- _What the task requires_
Pick out every line below that contains the word "white" and copy each one.

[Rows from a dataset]
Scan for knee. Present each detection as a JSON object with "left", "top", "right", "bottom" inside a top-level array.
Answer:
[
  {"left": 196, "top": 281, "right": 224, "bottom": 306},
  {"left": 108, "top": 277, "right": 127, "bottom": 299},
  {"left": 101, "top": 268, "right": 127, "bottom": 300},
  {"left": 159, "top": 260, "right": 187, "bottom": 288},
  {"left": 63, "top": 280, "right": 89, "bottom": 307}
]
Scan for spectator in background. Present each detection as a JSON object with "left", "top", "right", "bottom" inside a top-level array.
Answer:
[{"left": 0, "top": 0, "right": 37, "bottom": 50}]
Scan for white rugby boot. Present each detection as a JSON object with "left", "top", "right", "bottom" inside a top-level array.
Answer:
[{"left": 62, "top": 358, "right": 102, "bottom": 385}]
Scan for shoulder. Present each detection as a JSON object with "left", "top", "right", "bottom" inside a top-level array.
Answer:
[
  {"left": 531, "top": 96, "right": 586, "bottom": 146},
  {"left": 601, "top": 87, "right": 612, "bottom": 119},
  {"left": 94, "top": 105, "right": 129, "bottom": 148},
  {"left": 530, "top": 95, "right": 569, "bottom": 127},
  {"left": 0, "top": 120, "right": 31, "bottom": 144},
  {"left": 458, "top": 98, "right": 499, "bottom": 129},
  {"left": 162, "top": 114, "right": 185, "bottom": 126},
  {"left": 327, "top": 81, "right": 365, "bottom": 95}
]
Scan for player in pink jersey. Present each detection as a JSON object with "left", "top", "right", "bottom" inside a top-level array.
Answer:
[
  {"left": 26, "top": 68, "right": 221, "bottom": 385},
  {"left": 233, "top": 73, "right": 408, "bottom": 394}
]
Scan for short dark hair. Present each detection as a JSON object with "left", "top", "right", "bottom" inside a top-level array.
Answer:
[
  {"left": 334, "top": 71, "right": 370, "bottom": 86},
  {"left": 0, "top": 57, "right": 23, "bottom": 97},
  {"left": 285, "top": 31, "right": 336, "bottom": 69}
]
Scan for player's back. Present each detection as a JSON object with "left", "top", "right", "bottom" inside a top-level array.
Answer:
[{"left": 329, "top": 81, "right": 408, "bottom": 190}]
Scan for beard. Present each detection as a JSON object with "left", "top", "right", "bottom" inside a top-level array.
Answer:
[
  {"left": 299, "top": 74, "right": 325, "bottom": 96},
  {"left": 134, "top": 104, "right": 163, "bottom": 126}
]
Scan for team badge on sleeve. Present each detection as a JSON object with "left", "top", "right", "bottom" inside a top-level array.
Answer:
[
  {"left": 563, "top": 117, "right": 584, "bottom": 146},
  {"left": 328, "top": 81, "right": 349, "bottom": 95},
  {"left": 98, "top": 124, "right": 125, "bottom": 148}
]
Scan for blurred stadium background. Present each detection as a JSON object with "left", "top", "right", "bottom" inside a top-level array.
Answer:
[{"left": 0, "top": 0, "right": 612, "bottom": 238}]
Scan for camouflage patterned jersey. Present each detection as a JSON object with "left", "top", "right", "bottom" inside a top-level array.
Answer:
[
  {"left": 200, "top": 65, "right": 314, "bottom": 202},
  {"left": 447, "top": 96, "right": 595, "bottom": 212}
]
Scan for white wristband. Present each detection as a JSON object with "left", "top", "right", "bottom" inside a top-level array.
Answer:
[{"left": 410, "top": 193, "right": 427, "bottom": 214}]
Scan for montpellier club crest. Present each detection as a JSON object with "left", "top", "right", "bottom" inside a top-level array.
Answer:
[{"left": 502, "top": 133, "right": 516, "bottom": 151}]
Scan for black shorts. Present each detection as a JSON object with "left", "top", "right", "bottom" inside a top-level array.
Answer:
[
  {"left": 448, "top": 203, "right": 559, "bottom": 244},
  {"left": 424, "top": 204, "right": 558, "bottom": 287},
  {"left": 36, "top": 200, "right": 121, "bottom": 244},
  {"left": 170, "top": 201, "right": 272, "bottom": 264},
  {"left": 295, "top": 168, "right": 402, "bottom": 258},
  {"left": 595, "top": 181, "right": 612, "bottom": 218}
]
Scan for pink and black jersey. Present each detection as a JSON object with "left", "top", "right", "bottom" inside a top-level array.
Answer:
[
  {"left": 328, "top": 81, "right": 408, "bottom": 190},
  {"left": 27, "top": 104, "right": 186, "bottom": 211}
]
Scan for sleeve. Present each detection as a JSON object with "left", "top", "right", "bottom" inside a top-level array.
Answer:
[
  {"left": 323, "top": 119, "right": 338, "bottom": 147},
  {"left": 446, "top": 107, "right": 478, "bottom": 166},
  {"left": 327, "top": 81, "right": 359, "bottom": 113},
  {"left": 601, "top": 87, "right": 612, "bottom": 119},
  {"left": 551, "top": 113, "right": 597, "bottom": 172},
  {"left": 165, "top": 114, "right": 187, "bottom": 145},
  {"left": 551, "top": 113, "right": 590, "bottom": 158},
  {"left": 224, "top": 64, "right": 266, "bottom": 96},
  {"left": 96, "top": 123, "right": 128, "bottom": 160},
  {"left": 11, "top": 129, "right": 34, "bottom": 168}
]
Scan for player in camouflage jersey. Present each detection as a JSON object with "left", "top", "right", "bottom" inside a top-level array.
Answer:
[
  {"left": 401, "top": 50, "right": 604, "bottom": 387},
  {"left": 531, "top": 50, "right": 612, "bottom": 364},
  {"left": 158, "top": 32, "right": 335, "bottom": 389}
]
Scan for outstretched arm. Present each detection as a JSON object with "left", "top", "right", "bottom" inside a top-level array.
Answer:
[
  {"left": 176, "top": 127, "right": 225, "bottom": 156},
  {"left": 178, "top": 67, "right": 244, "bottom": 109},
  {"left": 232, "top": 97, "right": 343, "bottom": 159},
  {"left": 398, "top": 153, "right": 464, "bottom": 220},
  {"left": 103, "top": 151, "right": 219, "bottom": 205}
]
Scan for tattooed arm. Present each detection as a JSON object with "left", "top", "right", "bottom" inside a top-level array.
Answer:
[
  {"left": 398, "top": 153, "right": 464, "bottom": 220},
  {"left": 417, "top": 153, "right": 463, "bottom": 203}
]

- _Written answer_
Scan for white rugby boot. Present each detection as a JSON object with "left", "top", "right", "bottom" inside a top-level array.
Scan for white wristband. Present each detection as a JSON object with "left", "top", "right", "bottom" inside a top-level array.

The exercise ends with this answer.